Exercise tasks =
A. From the passage on where to get care, return the words from "Urgent Care Centers and" up to and including "tests and X-rays.".
B. Answer these questions from the passage on where to get care:
(i) On what basis do urgent care clinics see patients?
(ii) What is the typical wait to see a board-certified physician through Virtual Health?
(iii) Which patients do ER staff treat first?

Selected passage =
Primary Care After-Hours Number or After-Hours Clinic

  • Some PCP clinics have a designated after-hours number to reach an on-call provider. They can answer urgent questions and help you determine if you need to come in during office hours, go to an emergency room or urgent care, or evaluate if your concern can be treated at home.
  • Some health systems also offer after-hours clinics for adults or children for needs that arise after the normal clinic hours that do not require emergency room or urgent care resources.
  • Cost may vary.

Urgent Care Centers and Walk-in Clinics

  • These centers and clinics fill the space between primary care clinics and emergency care or emergency rooms. They are generally walk-in clinics that are open for extended hours.
  • Urgent care clinics see patients on a first-come, first-served basis and treat acute illnesses and injuries that don’t warrant the expense of the emergency room. If you have ordinary illnesses like a cold or sore throat, a minor injury like a sprain, cut or fracture, need help with wound care or want to get a flu shot, urgent care is an excellent option if you cannot see your PCP.
  • Urgent care centers have MDs, APRNs and PAs on staff who can prescribe medications and order diagnostic tests and X-rays.
  • It’s good to call ahead or check your benefits to be sure the center accepts your insurance to avoid any out-of-network fees. Generally, your costs will be lower than those incurred at emergency rooms but more than a copay to your PCP.
  • Urgent care clinics also may offer telehealth services. Inquire about the center’s available telemedicine urgent care options.

Virtual Health: Getting Care When and Where You Need It

  • Your health plan may include Virtual Health. You can visit with a doctor via video or phone 24/7, 365 days a year from a smartphone or laptop.
  • Wait times are typically 10 minutes or less to see a board-certified physician. You will likely see a different physician for each Virtual Health session, which makes it good for occasional use, but not a replacement for the continuity of having a PCP.
  • Some conditions seen include allergies, common cold, upset stomach, insect bites, sore throat, pink eye, urinary problems, and some viral illnesses.
  • Register for Virtual Health at com or through the Blueprint Portal app. It’s a good idea to register your account and set it up before you need it so it’s ready to go when you do.

Emergency care

  •  Emergency care or the emergency room is for actual emergencies. These include physical trauma, stroke, chest pain, uncontrolled bleeding, severely high fever, trouble breathing and other immediately dangerous conditions.
  • In any life-threatening emergency, call 9-1-1 for help or go directly to the nearest emergency care center or ER.
  • ER staff treat patients with the most severe, dangerous and urgent needs first. In nonemergent cases, this means you may experience a longer wait time and greater out-of-pocket costs.
  • ER providers stabilize patients who are having emergencies and then either admit them to the hospital or refer them for follow-up care with their PCP.
  • The benefit of an ER is that they are often established within a hospital or hospital system with ready access to specialized doctors and surgical care when needed.

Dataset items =

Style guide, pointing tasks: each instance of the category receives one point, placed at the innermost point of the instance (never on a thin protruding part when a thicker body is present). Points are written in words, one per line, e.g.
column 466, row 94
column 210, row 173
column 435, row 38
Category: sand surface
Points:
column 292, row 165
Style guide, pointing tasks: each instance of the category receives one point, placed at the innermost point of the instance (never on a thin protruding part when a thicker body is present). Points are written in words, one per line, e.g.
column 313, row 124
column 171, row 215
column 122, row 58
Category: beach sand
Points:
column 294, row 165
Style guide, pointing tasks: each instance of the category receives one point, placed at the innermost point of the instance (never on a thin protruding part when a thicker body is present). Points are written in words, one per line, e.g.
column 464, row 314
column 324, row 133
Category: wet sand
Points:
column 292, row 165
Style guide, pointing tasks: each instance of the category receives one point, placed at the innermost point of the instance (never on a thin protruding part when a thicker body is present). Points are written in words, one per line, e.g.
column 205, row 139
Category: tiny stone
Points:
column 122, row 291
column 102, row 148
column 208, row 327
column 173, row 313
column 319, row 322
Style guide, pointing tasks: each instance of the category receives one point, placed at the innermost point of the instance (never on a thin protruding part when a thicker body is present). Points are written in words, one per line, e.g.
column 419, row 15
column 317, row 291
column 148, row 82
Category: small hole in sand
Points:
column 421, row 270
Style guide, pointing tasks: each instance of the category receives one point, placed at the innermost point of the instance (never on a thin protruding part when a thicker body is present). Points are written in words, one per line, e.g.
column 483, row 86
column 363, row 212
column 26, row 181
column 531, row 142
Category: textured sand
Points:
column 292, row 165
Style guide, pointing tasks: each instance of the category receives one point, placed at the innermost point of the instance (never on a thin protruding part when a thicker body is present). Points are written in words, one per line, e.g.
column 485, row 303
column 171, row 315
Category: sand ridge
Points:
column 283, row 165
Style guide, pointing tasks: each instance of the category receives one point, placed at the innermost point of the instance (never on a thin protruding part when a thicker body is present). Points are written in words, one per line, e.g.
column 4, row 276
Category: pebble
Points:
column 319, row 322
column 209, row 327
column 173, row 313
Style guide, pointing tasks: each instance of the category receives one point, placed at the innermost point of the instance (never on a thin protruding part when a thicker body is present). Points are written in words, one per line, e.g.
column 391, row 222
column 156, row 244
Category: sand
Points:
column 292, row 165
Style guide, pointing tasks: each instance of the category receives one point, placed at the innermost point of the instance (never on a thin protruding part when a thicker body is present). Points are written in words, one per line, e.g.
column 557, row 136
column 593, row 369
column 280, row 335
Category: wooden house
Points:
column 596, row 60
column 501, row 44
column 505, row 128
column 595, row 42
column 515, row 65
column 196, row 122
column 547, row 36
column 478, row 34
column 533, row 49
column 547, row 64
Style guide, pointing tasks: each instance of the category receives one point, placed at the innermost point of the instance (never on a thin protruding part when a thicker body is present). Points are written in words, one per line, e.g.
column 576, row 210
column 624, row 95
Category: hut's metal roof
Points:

Task solutions =
A.
Urgent Care Centers and Walk-in Clinics

  • These centers and clinics fill the space between primary care clinics and emergency care or emergency rooms. They are generally walk-in clinics that are open for extended hours.
  • Urgent care clinics see patients on a first-come, first-served basis and treat acute illnesses and injuries that don’t warrant the expense of the emergency room. If you have ordinary illnesses like a cold or sore throat, a minor injury like a sprain, cut or fracture, need help with wound care or want to get a flu shot, urgent care is an excellent option if you cannot see your PCP.
  • Urgent care centers have MDs, APRNs and PAs on staff who can prescribe medications and order diagnostic tests and X-rays.

B.
(i) First-come, first-served.
(ii) 10 minutes or less.
(iii) Patients with the most severe, dangerous and urgent needs.